## Text excerpt
====
ASHEBORO (October 7, 2016 MFG Day) – Randolph Community College officially renamed its machining program and lab the Gene Haas Computer-Integrated Machining Institute on Friday morning, Oct. 7, during a ceremony in the Continuing Education and Industrial Center on the Asheboro Campus. Peter Zierhut, vice president of Haas Automation, was on hand to present a “big check” representing a $1 million gift to RCC, which will be used to expand the machining program, according to Dr. Robert S. Shackleford, RCC president.
“What a great occasion,” Shackleford remarked to the crowd of around 70 local officials, machining industry representatives, RCC faculty, staff, and students. “It is raining outside, but man is it sunny in here.”
He recognized some of the people attending, including N.C. Representatives Allen McNeill and Pat Hurley, and thanked the community and the local industry for its support. “Machining is one of the most employable skills in this county,” said Shackleford. “Local manufacturers tell us if we could train double the amount of students we have now, they could hire them. And they are hired at great wages.”
Shackleford talked about RCC’s long relationship with Haas Automation, which has deepened through the efforts of Garret Parker, CIM program head at RCC. Shackleford said that 90% of the equipment in the machining lab is Haas equipment purchased through local distributors, and that RCC’s program has been designated a Haas Technical Education Center since 2007.
Peter Zierhut said he was happy to present the check on behalf of Haas Automation and its 1300 employees. “I should have come a lot sooner,” he said. “This is one of the most impressive facilities I’ve seen…the best in North Carolina so far.” He presented Dr. Shackleford and Parker with a Gene Haas Foundation plaque machined from aluminum. “Our efforts around education are really second to what you do here,” he said. “Without what you do, there would be no need for us.”
Dean Sexton, president of the RCC Foundation, also spoke briefly, thanking the Gene Haas Foundation for the donation. “Your gift will be used to help close the skills gap and the interest gap for machining,” he said.
Shackleford unveiled a large free-standing sign that will stay at the front entrance to the machining lab inside the Continuing Education and Industrial Center. He said RCC will also have signage on the outside of the building, the front, both sides and rear entrances, so that “from any direction you approach this building, you will see the Gene Haas Computer-Integrated Machining Institute.”
====
## What you will do
In the article on the Randolph Community College machining program, how long has the program been designated a Haas Technical Education Center?
====
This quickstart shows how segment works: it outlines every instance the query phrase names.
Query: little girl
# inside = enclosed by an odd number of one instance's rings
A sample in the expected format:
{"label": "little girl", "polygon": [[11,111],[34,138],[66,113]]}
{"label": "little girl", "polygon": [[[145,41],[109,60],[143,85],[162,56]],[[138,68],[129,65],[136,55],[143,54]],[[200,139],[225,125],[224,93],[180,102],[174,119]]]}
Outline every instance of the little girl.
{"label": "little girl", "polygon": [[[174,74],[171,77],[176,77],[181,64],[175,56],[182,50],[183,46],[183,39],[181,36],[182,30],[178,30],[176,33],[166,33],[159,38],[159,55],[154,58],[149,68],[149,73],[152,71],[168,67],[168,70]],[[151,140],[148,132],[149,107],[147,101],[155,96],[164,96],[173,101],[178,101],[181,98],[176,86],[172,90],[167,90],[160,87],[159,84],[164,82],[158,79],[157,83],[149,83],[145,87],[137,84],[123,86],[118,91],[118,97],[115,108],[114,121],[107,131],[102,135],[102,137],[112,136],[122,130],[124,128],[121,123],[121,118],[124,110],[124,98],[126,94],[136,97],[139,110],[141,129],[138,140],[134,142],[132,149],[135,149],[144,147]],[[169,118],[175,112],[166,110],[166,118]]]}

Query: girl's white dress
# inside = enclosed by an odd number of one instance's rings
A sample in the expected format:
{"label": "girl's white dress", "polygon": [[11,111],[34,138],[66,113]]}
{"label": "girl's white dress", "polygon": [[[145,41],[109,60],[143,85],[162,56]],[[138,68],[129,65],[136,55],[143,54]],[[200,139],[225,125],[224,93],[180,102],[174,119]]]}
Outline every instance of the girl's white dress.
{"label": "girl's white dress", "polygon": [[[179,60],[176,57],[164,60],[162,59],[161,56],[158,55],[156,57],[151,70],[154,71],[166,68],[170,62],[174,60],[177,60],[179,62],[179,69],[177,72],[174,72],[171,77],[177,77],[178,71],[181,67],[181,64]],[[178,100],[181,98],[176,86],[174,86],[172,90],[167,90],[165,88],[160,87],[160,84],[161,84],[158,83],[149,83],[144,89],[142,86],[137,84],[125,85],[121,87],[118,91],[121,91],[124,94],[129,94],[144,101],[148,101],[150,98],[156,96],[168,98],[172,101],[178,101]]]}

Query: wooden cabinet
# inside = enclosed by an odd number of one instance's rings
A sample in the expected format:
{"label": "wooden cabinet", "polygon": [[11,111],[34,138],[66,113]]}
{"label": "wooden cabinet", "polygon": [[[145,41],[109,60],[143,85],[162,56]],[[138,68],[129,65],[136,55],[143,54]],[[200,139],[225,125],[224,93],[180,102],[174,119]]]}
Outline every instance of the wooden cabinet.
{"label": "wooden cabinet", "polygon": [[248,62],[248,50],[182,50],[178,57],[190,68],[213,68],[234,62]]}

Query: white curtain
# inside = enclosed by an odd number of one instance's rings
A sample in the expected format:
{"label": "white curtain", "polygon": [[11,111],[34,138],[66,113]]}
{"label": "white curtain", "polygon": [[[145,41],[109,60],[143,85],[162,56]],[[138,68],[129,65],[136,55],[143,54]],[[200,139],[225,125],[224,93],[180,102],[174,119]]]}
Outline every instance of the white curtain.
====
## Written response
Since 2007.